- Given records:
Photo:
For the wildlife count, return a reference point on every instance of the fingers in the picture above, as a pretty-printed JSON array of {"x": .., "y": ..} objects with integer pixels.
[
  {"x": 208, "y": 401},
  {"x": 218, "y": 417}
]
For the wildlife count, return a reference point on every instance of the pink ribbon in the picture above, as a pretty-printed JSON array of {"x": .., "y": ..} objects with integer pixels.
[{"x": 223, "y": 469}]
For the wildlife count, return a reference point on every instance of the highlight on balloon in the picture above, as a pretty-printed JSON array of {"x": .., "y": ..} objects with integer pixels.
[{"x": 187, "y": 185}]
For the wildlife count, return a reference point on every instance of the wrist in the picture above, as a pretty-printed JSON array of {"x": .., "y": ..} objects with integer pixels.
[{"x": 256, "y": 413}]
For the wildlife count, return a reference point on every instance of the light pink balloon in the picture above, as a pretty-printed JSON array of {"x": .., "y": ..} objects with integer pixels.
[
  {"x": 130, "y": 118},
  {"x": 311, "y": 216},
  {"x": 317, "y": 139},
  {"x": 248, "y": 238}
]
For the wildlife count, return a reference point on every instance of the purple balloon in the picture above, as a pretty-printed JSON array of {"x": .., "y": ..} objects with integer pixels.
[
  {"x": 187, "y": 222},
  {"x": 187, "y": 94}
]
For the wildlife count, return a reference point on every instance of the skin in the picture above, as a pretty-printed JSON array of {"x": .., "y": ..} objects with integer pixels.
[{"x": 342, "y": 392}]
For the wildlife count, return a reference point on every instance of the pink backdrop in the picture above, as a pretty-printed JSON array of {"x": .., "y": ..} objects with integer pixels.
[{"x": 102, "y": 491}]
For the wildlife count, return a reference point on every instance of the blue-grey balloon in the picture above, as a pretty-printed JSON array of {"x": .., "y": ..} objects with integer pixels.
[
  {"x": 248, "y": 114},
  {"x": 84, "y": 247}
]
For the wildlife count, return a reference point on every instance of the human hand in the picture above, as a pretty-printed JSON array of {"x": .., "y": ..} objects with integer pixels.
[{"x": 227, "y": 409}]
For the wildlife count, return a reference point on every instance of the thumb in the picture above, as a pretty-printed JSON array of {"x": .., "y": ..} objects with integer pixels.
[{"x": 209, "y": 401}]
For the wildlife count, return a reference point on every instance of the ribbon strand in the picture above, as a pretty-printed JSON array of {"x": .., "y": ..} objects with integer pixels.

- Directions: Start at the top line of the records and retype them all exactly.

- Answer space:
Photo:
For the wildlife count, return a reference point on every instance of the fingers in the picture above, as a pretty-printed JSON array of {"x": .., "y": ..} objects with integer pixels.
[
  {"x": 208, "y": 401},
  {"x": 218, "y": 417}
]
For the wildlife count, return a reference point on every instance of the pink ribbon in the picture above, as a pretty-printed JSON array of {"x": .., "y": ..} objects with integer pixels.
[{"x": 223, "y": 469}]
For the wildlife count, return a reference point on every instance of the highlight on balloon in the picture above, as a pretty-printed JSON array of {"x": .., "y": ..} objects with integer pixels.
[{"x": 187, "y": 185}]
For the wildlife count, return a reference point on every instance of the wrist in the picture above, as a pretty-printed JSON array of {"x": .., "y": ..} objects with integer pixels.
[{"x": 256, "y": 413}]
For the wildlife count, return a reference point on every instance of the light pink balloon in the picture above, as a pretty-printed JSON array of {"x": .., "y": ..} objects with integer pixels.
[
  {"x": 130, "y": 118},
  {"x": 311, "y": 216},
  {"x": 317, "y": 139},
  {"x": 248, "y": 238}
]
For the wildlife count, return a reference point on every instance of the purple balloon in the picture above, as a pretty-printed JSON array of {"x": .., "y": ..} objects with integer pixels.
[
  {"x": 187, "y": 222},
  {"x": 187, "y": 94}
]
For the wildlife count, return a reference point on every instance of the skin in the picture above, as a pretty-printed JSON array of {"x": .., "y": ..} objects with integer pixels.
[{"x": 342, "y": 392}]
For the wildlife count, return a reference point on every instance of the pink backdrop in the picture above, as a pretty-printed JSON array of {"x": .., "y": ..} objects with integer pixels.
[{"x": 102, "y": 491}]
For the wildlife count, return a reference point on every instance of the blue-grey balloon in the picture above, as a pretty-printed JSON array of {"x": .., "y": ..} objects with integer pixels.
[
  {"x": 248, "y": 114},
  {"x": 84, "y": 247}
]
For the wildlife count, return a reference point on every instance of the human hand in the picture above, as a pretty-printed JSON array of {"x": .., "y": ..} objects with integer pixels.
[{"x": 227, "y": 409}]
For the wildlife count, return a reference point on every instance of the thumb in the picture above, as a pretty-printed JSON array of {"x": .., "y": ..} objects with integer pixels.
[{"x": 209, "y": 401}]
For the wildlife count, return a reference point on every instance of the ribbon strand in the picture above, as a pretty-printed JSON array of {"x": .., "y": ..} objects with integer pixels.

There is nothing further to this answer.